» Task
Your task is to copy every line below that contains the word "white".

Top of Data shown

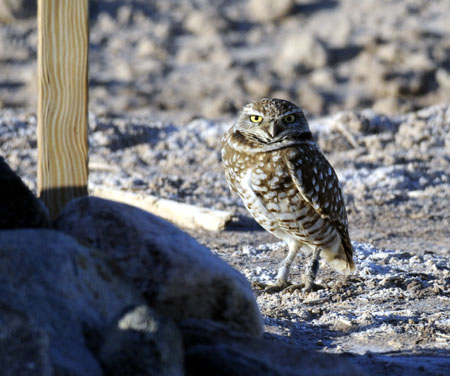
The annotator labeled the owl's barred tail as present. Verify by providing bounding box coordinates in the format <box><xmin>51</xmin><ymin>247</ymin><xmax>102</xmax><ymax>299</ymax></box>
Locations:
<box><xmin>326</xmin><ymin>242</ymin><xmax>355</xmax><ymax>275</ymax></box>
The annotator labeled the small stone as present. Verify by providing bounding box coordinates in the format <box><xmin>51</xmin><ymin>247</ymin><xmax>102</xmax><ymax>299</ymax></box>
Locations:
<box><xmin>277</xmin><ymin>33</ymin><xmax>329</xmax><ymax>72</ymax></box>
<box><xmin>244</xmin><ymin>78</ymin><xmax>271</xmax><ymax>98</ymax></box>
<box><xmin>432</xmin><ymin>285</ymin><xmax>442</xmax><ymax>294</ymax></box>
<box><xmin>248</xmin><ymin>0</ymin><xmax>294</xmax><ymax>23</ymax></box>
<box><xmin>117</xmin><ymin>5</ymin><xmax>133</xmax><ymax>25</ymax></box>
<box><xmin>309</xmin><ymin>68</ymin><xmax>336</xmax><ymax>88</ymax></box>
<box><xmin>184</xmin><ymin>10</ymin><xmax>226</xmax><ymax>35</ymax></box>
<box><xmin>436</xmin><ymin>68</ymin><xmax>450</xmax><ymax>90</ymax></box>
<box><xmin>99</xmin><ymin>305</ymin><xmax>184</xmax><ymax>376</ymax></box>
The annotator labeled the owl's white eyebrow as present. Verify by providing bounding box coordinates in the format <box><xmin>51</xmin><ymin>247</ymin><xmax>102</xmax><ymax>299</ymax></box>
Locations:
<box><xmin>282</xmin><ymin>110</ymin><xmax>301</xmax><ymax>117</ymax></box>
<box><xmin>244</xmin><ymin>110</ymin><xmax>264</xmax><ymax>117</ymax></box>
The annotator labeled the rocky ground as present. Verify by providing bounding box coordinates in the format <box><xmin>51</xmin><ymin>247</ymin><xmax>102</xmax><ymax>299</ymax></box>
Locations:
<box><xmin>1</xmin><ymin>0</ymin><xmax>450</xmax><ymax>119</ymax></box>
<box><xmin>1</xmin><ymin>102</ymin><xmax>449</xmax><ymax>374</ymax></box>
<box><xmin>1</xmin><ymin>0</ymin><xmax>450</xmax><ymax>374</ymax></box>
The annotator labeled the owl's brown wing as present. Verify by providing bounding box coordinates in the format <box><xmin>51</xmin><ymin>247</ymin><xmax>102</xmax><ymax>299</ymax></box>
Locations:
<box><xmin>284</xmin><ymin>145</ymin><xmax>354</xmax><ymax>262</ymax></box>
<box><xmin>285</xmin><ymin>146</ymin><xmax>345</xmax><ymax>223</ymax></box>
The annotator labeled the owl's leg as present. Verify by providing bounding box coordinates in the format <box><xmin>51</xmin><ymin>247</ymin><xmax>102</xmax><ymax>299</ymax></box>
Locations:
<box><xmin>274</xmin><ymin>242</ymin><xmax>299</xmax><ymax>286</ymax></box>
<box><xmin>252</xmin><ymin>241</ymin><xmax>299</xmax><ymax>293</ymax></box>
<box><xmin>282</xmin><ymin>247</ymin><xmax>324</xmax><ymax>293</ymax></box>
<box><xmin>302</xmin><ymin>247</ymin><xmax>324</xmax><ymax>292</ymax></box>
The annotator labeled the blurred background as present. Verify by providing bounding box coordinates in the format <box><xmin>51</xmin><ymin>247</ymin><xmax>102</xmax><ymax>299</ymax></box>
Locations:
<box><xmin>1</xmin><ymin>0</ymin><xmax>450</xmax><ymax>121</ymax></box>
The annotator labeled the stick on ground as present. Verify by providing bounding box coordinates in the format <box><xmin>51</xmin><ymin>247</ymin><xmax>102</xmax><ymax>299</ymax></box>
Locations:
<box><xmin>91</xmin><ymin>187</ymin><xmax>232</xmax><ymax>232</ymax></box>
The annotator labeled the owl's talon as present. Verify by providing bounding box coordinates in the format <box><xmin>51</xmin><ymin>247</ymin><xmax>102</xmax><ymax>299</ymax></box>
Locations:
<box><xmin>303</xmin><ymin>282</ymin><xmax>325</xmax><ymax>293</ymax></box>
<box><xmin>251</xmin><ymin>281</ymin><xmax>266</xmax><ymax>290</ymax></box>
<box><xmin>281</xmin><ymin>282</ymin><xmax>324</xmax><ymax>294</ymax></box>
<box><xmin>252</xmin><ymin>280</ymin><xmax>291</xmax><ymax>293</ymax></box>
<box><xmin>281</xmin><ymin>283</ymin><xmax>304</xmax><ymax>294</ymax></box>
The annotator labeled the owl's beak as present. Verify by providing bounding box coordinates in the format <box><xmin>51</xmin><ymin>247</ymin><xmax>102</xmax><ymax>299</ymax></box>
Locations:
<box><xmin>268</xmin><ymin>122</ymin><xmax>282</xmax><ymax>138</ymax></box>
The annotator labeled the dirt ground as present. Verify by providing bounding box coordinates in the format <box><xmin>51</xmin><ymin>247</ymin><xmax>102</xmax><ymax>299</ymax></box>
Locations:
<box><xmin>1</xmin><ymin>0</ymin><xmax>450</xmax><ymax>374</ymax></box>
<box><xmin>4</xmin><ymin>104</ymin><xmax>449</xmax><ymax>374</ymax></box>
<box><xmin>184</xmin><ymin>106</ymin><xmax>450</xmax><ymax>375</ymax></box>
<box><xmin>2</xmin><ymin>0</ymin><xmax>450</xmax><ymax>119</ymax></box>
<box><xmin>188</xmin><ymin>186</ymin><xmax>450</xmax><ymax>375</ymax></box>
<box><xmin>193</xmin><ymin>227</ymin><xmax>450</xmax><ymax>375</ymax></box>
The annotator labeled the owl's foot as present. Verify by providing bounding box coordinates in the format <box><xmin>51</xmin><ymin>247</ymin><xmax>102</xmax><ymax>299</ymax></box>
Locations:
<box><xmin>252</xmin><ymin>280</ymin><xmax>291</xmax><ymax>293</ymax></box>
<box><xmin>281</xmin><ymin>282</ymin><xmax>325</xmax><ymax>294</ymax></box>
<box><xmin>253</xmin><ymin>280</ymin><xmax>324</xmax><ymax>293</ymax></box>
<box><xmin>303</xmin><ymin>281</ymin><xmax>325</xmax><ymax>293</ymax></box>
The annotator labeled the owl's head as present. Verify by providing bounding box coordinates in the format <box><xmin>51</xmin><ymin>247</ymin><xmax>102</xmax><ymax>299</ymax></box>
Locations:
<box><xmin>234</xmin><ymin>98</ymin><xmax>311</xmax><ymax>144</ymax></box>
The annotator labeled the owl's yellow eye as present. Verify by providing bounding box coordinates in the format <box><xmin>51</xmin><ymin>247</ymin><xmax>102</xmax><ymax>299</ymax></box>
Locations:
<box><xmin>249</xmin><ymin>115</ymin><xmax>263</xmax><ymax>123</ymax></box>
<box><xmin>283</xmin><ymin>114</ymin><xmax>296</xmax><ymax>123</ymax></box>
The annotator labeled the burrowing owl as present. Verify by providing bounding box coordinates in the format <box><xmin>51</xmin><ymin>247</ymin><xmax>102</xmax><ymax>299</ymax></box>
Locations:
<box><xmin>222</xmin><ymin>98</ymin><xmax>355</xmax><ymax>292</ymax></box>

Bottom of Data shown
Top of Data shown

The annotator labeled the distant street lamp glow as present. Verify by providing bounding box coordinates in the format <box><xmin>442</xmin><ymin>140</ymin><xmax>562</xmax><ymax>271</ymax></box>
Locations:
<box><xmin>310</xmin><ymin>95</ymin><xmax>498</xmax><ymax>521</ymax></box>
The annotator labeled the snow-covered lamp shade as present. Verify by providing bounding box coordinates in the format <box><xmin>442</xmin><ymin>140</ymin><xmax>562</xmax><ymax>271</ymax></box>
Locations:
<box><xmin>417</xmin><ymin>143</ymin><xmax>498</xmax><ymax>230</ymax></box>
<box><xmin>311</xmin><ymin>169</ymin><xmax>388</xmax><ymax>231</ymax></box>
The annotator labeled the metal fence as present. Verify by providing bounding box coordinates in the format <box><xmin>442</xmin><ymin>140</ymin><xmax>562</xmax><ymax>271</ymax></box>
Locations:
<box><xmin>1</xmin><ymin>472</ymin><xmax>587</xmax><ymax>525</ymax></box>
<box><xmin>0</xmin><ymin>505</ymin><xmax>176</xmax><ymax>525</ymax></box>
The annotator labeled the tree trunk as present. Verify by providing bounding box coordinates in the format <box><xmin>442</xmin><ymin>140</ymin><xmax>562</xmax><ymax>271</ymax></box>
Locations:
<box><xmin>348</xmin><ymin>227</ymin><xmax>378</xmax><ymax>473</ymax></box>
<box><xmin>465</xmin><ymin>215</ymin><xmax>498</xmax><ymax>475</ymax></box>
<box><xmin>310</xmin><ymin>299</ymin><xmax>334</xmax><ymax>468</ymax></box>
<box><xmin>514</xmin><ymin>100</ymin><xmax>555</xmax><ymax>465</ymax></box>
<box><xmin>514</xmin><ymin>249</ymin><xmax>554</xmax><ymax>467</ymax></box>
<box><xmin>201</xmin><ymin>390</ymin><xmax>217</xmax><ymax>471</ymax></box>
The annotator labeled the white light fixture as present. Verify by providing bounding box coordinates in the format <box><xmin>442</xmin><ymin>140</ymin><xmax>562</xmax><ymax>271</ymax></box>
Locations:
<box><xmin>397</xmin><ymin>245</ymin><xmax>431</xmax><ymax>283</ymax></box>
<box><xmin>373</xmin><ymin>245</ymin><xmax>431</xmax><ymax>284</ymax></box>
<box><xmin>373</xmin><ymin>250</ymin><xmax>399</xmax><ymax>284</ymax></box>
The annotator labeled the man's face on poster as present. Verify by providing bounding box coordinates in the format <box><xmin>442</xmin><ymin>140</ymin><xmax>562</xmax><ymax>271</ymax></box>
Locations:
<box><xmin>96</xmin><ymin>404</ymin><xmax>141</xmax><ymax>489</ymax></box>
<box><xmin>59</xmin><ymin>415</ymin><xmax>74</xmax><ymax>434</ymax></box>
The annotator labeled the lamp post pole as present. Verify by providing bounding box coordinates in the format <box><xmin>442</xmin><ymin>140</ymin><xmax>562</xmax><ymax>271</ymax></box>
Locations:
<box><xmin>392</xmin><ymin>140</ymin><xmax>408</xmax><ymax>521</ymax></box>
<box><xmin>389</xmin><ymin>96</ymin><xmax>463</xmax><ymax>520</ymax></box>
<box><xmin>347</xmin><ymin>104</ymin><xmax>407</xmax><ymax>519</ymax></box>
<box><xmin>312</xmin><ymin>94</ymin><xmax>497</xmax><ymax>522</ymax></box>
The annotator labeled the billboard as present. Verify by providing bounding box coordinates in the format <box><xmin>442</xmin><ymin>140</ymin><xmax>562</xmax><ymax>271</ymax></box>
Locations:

Bottom of Data shown

» Answer box
The annotator labeled the owl's white eyebrow as present. Verify by providing bounding box coordinates in the format <box><xmin>51</xmin><ymin>247</ymin><xmax>102</xmax><ymax>299</ymax></box>
The annotator labeled the white light fixture as present. Verify by providing bounding box coordinates in the format <box><xmin>442</xmin><ymin>140</ymin><xmax>562</xmax><ymax>271</ymax></box>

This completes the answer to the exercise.